The RMLS report listed 632 pending sales in December, a 15.8 percent decrease from the 751 in November, but a 19.2 percent increase over the 530 reported in December 2019. Closed sales followed the same pattern with 803, a 2.7 percent decrease from November’s 825 but a 16.4 percent jump from December 2019’s 530.

New listings saw the biggest year-over-year surge, with the 551 reported listings representing a 12.5 percent decrease from November’s 630 but a 31.2 percent jump from the 420 in December 2019. Even so, it wasn’t enough to halt the trend of shrinking inventories.

The region’s inventory in months, an estimate of how long it would take to sell through the existing backlog, fell to just 0.6 in December, the latest in a series of new record lows that the market has posted in the latter months of 2020.

Inventory has fluctuated from about 1.5 to 3 months in the past few years, and was most often at or above 2 months until midway through 2020, when the housing market came roaring back following a slump during the initial months of the pandemic.

RECORDS SHOWN
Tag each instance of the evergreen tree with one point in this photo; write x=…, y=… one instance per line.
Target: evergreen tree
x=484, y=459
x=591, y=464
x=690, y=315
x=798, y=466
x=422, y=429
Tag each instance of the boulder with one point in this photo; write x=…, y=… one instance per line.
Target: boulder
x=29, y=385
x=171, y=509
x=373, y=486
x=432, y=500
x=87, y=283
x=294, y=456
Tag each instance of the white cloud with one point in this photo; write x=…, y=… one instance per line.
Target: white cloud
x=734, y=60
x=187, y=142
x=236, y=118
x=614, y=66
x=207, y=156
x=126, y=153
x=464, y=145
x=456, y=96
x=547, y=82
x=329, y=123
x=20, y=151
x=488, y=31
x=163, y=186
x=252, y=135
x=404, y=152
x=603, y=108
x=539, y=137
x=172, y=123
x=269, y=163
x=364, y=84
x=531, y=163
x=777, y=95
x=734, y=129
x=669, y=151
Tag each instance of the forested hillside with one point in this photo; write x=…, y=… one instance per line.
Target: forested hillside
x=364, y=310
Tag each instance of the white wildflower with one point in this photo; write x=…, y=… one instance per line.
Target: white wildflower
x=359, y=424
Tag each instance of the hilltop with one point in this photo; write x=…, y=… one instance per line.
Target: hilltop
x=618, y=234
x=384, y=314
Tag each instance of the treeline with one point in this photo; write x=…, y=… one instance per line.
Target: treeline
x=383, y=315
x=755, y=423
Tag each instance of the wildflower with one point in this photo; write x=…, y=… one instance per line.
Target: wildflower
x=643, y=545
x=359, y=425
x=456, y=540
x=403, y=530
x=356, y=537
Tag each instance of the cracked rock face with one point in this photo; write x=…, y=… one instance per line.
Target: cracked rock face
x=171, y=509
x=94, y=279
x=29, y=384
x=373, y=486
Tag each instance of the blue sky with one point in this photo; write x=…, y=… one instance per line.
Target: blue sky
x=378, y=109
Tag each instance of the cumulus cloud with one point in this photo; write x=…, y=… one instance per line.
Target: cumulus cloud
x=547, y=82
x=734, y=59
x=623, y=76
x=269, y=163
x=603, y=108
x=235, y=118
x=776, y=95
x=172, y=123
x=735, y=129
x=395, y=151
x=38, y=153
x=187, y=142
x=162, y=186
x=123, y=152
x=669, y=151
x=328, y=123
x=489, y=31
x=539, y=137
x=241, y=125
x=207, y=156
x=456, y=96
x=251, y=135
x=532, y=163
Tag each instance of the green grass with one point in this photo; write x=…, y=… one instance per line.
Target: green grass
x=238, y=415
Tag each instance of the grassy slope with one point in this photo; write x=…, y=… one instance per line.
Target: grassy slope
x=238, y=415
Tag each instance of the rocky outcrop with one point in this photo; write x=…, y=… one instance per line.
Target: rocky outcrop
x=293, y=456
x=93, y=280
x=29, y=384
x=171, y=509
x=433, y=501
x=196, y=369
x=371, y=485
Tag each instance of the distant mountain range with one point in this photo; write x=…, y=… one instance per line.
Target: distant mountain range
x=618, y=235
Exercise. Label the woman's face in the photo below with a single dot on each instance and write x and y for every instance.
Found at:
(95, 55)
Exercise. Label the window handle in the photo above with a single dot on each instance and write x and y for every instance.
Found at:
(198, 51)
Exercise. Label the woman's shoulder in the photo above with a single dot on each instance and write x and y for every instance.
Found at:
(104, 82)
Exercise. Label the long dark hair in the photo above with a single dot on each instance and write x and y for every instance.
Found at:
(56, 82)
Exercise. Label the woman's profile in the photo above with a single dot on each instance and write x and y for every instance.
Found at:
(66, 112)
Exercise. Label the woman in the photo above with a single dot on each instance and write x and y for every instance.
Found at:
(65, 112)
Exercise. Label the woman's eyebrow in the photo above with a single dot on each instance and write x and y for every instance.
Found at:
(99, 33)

PROBLEM STATEMENT
From the passage on the region's housing market, list every figure it gives for November, with the measure each belongs to.

OUTPUT
- Pending sales: 751
- Closed sales: 825
- New listings: 630